**Supplied data**
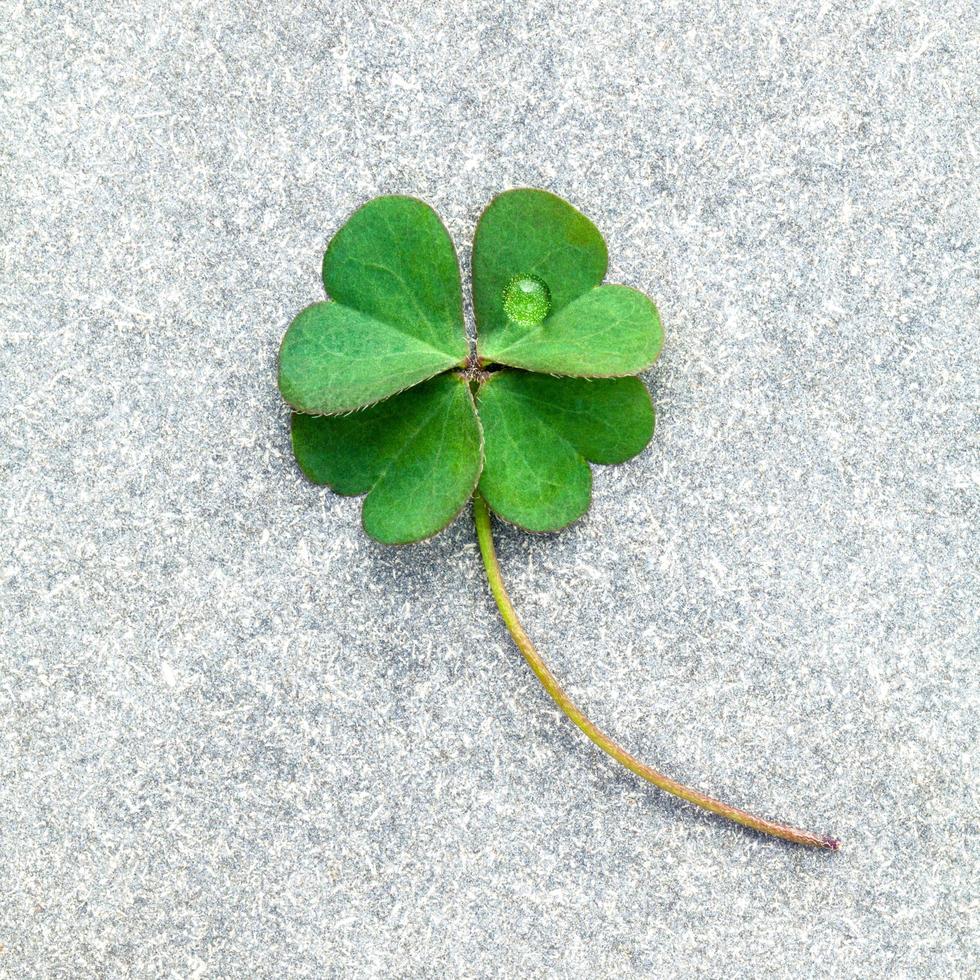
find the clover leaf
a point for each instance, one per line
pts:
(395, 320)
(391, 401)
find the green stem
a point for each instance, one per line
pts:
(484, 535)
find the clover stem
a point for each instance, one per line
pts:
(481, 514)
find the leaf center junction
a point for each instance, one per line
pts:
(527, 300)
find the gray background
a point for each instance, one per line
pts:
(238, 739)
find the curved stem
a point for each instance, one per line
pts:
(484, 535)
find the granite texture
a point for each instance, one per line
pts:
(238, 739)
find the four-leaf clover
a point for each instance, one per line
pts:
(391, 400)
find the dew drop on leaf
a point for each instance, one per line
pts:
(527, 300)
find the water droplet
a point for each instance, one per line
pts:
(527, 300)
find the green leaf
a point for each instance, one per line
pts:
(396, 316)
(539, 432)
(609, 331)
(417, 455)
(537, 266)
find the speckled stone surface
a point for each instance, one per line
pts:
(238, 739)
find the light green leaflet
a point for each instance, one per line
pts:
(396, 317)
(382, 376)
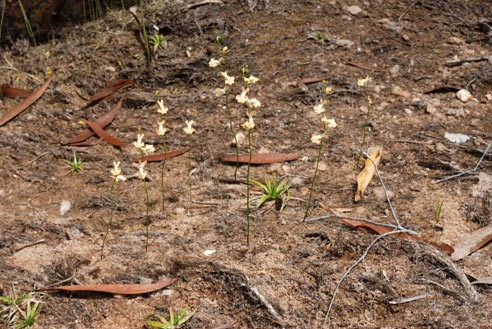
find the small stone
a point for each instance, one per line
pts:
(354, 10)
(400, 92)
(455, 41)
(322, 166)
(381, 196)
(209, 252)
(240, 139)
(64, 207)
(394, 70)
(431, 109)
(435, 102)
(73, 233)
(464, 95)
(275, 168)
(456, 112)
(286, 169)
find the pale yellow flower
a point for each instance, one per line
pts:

**Work to be completed**
Each line above that contains the word "green" should be copied.

**Finished task**
find the green stem
find the green leaf
find the light green leaflet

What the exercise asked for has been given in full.